*** Extracted text ***
When children’s sleep patterns are altered by external factors, this can have consequences. This is the conclusion of a study from the University of Freiburg, which analyzed the sleep of children during the pandemic and their behavior six months later.
The confinement of spring 2020 clearly affected the sleep of babies and young children. That’s the conclusion reached by an online study published in Spring 2021, conducted by the Infant Sleep Lab at the University of Freiburg’s Department of Psychology. However, the shortening of sleep time due to a change in habits can have effects on the development of children, as shown by a complementary study recently published. According to this study, young children who have experienced a greater number of night-time awakenings due to confinement have, six months later, a significantly lower level of inhibitory self-control.
For the study, the parents of 45 children aged 3 to 6 years were interviewed. The questionnaire focused on sleep habits and on the so-called ’executive’ functions, i.e. the complex cognitive processes that regulate actions and thoughts. Specifically, questions were asked about inhibition and impulsivity, flexibility, emotional control, working memory, and planning and organization. The team assessed how the children slept before and during confinement, and how they regulated their behavior six months later.
*** End of Extracted text ***
- Work request 1:
Using the article on children's sleep during the 2020 confinement, answer these:
(a) Which lab conducted the online study published in Spring 2021?
(b) How many children's parents were interviewed, and what ages were the children?
(c) What did children with more night-time awakenings during confinement show six months later?
- Work request 2: Could you continue the article on children's sleep during the 2020 confinement, picking up after its final sentence?
*** Information given ***
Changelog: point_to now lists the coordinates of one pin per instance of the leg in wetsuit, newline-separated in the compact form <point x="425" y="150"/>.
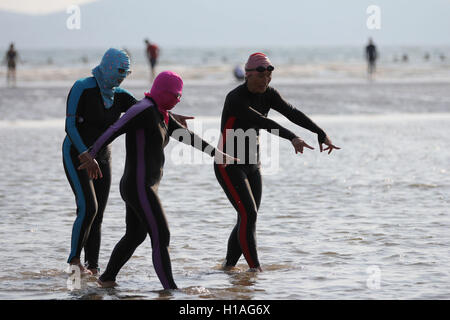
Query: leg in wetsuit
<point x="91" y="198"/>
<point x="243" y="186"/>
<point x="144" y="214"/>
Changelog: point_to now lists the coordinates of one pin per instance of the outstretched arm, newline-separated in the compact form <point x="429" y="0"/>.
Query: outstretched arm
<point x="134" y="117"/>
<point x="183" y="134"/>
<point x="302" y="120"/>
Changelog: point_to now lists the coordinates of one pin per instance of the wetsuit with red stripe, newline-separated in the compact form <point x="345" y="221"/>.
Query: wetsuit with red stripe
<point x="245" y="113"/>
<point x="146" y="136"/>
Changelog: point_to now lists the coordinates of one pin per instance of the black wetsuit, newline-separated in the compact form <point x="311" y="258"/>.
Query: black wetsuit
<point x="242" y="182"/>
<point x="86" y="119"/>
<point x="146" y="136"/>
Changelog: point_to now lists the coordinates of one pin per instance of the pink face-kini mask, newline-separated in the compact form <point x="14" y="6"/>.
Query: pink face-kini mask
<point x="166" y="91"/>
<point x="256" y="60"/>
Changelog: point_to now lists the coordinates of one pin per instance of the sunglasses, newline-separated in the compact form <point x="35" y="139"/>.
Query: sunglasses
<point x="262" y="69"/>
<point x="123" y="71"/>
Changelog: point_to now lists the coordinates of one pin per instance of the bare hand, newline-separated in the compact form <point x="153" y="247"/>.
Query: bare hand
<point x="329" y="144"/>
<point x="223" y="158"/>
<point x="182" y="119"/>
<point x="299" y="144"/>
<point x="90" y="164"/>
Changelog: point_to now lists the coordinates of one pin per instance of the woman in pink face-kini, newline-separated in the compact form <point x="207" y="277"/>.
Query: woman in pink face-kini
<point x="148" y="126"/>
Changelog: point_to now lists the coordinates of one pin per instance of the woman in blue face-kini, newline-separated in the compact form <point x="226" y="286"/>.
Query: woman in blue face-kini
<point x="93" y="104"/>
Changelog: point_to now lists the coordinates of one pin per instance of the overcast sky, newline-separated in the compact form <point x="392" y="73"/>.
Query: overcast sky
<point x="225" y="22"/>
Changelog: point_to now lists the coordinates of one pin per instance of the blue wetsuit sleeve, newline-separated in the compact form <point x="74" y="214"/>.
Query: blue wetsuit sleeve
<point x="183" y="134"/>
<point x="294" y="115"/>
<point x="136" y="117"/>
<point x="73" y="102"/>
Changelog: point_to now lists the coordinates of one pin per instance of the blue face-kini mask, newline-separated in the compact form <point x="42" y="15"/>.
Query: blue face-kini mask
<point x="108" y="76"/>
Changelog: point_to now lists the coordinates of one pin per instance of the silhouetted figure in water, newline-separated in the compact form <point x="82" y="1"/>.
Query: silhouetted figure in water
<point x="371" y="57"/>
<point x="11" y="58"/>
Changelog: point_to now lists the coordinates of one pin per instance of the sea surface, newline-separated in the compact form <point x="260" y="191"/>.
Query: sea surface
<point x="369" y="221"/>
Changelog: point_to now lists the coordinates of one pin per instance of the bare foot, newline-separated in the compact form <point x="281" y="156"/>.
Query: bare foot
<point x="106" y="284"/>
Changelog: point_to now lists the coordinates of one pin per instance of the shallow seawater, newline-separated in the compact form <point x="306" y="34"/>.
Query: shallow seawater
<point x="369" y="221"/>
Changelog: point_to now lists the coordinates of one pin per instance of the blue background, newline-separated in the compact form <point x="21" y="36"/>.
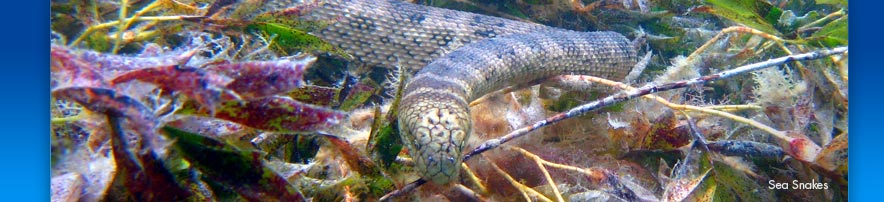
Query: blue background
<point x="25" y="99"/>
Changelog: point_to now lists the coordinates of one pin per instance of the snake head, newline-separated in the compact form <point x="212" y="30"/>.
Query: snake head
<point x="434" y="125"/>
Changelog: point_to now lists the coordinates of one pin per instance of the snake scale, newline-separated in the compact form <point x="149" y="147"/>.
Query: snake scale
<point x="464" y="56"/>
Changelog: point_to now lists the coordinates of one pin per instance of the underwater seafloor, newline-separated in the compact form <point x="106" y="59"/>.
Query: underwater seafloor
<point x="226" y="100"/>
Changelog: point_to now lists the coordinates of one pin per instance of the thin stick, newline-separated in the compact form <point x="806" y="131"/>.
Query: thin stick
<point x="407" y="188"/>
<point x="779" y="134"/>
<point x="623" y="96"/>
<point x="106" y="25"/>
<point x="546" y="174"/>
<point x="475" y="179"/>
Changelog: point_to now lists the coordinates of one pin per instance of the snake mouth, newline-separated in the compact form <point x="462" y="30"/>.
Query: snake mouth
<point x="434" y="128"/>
*** End of Information given ***
- Task output 1:
(a) The Infant Sleep Lab at the University of Freiburg's Department of Psychology.
(b) The parents of 45 children aged 3 to 6 years.
(c) A significantly lower level of inhibitory self-control.

- Task output 2:
Nocturnal awakenings with consequences
The results underline that, in children, particularly important modifications of night-time sleep during sensitive periods of development can have consequences on behavior. Indeed, the neuroanatomical circuits involved in emotional processing are built during the preschool years, and executive functions depend on the development of the prefrontal cortex. The main changes could be related to an increase in nocturnal awakenings and an associated significant decrease in the level of inhibitory self-control, which translated into agitation or nervousness. Such a deterioration in sleep quality also led to a lower regulation of emotions. For example, children were more likely to have angry outbursts.
Sleep as a protective shield
In summary, this study supports the hypothesis that sleep is crucial to preserve cognitive developmental processes in preschoolers in a challenging environment such as confinement. Stress has been identified as a major contributor to poor sleep in children, which can, as this study shows, have developmental implications. However, sleep can also play a protective role. For example, getting enough sleep can reduce the negative impact of family stress on cognition. Elements that promote children’s sleep quality include physical activity, parental education, household structure such as the presence of siblings or pets, and caregiver involvement, as well as the use of attention techniques.